Items de contours
____
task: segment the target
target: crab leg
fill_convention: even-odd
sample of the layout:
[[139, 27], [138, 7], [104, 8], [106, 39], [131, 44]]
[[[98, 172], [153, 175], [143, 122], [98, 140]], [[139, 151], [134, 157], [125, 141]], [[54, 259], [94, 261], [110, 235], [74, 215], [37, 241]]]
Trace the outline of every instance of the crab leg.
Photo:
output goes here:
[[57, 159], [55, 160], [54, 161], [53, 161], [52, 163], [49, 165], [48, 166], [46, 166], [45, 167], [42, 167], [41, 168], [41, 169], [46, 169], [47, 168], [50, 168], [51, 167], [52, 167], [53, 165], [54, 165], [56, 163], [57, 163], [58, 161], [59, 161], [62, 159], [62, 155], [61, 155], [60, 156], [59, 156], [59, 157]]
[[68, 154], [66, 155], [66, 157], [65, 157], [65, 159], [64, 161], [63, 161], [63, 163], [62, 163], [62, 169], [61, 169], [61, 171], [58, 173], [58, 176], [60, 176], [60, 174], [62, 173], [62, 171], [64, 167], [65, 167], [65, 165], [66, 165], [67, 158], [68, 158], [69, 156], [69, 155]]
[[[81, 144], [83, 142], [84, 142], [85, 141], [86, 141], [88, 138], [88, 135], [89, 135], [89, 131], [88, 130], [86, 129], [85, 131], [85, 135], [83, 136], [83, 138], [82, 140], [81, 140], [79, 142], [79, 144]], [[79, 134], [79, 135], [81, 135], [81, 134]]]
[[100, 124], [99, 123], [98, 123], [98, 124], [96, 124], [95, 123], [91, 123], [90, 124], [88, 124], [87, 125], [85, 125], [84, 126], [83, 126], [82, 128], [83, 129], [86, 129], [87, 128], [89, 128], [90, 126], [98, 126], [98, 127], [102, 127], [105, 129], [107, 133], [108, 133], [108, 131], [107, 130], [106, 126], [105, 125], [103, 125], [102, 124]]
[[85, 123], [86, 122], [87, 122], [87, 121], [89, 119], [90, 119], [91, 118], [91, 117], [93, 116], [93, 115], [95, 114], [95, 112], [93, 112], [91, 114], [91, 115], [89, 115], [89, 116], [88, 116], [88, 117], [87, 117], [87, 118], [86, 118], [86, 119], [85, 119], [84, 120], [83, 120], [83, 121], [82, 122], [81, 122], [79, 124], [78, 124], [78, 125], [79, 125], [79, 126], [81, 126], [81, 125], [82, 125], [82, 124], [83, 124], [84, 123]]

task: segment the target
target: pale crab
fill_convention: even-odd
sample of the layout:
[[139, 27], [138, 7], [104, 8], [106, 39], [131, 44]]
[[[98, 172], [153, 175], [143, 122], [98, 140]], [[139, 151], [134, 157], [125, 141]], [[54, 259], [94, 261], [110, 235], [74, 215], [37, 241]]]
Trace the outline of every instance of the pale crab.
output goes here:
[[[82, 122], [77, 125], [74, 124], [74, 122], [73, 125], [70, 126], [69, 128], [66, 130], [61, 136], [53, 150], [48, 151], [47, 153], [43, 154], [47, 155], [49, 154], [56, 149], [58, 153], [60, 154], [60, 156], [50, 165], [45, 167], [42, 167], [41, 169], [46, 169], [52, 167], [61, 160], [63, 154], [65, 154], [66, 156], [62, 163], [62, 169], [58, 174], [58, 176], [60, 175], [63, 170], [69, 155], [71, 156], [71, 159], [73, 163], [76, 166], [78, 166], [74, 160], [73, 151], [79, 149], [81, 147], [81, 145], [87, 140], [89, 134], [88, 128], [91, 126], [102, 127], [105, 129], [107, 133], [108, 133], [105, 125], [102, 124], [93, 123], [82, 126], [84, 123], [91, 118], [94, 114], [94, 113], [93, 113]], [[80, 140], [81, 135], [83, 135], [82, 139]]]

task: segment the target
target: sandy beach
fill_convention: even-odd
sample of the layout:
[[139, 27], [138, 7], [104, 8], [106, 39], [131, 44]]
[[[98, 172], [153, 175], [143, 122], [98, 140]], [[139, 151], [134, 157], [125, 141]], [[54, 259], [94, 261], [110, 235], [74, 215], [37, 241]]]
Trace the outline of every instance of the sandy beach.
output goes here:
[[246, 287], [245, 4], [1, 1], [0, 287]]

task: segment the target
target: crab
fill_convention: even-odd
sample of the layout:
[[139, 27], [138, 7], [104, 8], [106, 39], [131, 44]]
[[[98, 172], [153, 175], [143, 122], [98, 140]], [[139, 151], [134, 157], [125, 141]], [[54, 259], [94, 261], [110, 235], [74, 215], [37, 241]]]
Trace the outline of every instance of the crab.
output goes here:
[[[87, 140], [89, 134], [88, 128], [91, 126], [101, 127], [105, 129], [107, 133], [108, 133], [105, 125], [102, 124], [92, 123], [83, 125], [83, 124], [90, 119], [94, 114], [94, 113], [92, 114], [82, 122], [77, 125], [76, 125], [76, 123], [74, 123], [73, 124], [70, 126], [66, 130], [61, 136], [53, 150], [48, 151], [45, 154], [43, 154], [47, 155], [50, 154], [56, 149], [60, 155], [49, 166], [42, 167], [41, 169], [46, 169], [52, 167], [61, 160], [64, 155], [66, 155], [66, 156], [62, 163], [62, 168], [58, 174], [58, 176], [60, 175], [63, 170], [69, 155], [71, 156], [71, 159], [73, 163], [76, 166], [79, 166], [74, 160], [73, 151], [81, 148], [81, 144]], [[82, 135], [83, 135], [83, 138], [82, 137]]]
____
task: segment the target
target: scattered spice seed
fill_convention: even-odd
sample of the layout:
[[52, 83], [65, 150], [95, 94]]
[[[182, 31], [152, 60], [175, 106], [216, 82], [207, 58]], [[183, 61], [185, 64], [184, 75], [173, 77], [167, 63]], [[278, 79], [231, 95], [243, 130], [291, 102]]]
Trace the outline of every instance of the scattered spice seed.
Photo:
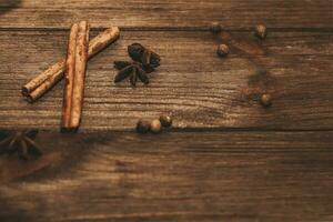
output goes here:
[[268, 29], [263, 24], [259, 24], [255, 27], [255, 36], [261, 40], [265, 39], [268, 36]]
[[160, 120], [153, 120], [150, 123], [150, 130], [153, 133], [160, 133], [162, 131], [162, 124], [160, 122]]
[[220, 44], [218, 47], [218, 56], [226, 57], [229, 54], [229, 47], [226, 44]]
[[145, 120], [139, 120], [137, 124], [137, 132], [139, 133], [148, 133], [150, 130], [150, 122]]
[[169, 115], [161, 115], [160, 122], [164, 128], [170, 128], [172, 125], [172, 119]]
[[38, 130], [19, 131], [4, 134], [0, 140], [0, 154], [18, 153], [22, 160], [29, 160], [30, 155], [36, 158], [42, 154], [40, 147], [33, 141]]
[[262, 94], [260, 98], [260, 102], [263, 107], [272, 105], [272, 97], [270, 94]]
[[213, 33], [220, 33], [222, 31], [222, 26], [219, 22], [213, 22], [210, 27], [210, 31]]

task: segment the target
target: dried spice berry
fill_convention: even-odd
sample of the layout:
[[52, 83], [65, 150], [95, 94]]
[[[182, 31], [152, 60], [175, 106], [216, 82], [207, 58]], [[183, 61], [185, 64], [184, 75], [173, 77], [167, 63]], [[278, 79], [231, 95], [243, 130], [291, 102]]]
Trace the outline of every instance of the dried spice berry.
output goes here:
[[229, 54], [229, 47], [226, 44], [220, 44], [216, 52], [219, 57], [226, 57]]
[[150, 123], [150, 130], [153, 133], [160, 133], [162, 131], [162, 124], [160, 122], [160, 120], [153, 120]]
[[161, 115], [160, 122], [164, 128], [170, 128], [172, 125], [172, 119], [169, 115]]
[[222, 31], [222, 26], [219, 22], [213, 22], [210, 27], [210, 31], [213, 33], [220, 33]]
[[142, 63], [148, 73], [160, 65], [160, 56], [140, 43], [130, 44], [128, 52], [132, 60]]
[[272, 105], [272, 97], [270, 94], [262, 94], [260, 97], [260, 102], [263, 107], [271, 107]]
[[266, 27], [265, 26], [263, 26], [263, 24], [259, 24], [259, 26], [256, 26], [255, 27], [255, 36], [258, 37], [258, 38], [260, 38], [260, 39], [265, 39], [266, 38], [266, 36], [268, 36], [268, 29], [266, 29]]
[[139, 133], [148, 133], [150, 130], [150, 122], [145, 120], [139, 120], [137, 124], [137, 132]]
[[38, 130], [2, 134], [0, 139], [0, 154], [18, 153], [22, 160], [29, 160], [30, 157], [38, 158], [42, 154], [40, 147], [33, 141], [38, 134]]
____
#### [Consigne à suivre]
Affichez, en les recopiant, toutes les lignes des items ci-dessus qui contiennent la chaîne « spice », en tenant compte de la casse.

#### [Résultat de l'exercice]
target: scattered spice seed
Trace the outline of every instance of the scattered spice seed.
target: dried spice berry
Trace the outline of every instance of the dried spice berry.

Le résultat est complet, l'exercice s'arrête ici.